— GIVEN PROBLEM —
Please return all of the records below line for line, without changing a single character.

***** INPUT FOR THIS TASK *****

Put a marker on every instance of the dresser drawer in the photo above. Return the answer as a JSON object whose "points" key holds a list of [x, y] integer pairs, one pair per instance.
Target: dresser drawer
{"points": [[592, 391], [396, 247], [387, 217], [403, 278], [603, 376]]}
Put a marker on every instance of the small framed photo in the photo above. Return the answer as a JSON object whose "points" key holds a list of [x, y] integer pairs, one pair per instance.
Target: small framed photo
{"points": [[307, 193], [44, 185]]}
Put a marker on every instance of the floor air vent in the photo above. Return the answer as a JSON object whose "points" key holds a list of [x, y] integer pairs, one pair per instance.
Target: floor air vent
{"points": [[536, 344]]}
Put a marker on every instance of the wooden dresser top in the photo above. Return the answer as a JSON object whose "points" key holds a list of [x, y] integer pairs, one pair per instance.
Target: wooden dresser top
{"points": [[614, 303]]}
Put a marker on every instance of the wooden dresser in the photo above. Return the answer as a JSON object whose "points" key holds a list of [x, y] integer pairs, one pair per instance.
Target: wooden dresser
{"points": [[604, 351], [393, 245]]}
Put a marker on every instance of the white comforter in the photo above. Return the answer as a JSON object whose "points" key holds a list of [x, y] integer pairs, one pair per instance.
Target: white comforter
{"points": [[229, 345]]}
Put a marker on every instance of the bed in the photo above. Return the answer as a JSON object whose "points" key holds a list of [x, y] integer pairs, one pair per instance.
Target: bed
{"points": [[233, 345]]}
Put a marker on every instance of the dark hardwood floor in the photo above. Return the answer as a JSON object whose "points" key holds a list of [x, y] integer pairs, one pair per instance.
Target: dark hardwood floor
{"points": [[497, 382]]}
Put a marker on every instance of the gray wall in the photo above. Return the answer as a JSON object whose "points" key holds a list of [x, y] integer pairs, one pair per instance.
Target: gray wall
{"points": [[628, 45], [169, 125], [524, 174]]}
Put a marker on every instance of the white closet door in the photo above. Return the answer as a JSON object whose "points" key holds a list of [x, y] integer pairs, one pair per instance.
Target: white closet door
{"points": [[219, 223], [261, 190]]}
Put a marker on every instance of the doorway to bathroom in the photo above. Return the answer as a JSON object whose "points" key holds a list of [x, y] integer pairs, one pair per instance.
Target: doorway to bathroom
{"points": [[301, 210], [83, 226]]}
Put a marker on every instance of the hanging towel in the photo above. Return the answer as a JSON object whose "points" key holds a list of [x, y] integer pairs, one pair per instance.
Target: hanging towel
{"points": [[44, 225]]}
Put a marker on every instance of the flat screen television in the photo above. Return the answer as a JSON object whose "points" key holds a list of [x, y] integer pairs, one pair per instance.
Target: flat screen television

*****

— FINAL RESULT —
Put a marker on every instance of the dresser drawer in the photo above. Return the answer as a JSON object whose "points" key holds a list of [x, y] integer pairs, one pair per instance.
Target: dresser drawer
{"points": [[592, 391], [396, 247], [387, 217], [403, 278], [603, 376]]}
Put a marker on every instance of the small framed photo in the photo above. Return the answer as a JSON object whose "points" key holds a list of [x, y] integer pairs, one pair per instance.
Target: small framed photo
{"points": [[307, 193], [44, 185]]}
Put a marker on every instance of the floor air vent in the photo above. Return the answer as a JSON object whose "points" key holds a list of [x, y] integer pairs, one pair per instance.
Target: floor air vent
{"points": [[536, 344]]}
Put a marker on every instance of the wooden dresser top in the photo above. Return the answer as a JSON object whose "points" key holds a list of [x, y] integer pairs, one pair per instance.
Target: wooden dresser top
{"points": [[614, 303]]}
Put a marker on every instance of the wooden dresser in the photo above. Return the answer as a JSON object whose "points" key holds a list of [x, y] integer pairs, one pair per instance.
Target: wooden dresser
{"points": [[604, 351], [393, 245]]}
Put a marker on every instance of the white comforter in the photo above. Return the answer as a JSON object whose "points" key holds a list of [x, y] integer pairs, one pair per instance.
Target: white comforter
{"points": [[229, 345]]}
Put a marker on every instance of the bed in the photo above. Return the answer as a JSON object whose "points" key holds a list of [x, y] integer pairs, one pair per instance.
Target: bed
{"points": [[233, 345]]}
Put a marker on every instance of the dark hardwood floor in the photo above. Return the answer as a JSON object whose "points" key holds a list of [x, y] integer pairs, one pair per instance.
Target: dark hardwood floor
{"points": [[497, 382]]}
Put a marker on every instance of the gray wall in the photo above. Return the answer as a JSON object whose "points" key holds a list of [x, y] integer pairs, one pair per instance.
Target: gray wall
{"points": [[628, 45], [169, 125], [524, 174]]}
Put a marker on every instance of the white closet door in the photo above. Return the answer as a JSON object whose "points" key holds a list of [x, y] integer pairs, one pair per instance.
Target: white closet door
{"points": [[219, 223], [261, 190]]}
Put a marker on every instance of the doorway to bathroom in the photo above. Return the answer as a JSON object whose "points" key holds a list of [x, y] integer pairs, one pair per instance.
Target: doorway to bathroom
{"points": [[301, 210], [83, 226]]}
Put a marker on every instance of the hanging towel in the photo above. Return the answer as a JSON object whose "points" key holds a list of [x, y] integer pairs, one pair per instance.
Target: hanging towel
{"points": [[44, 225]]}
Put a marker on every instance of the flat screen television in the photo above. Return the answer as a JSON object whose "points" key holds a list of [x, y] integer pairs, one pair per instance.
Target: flat screen television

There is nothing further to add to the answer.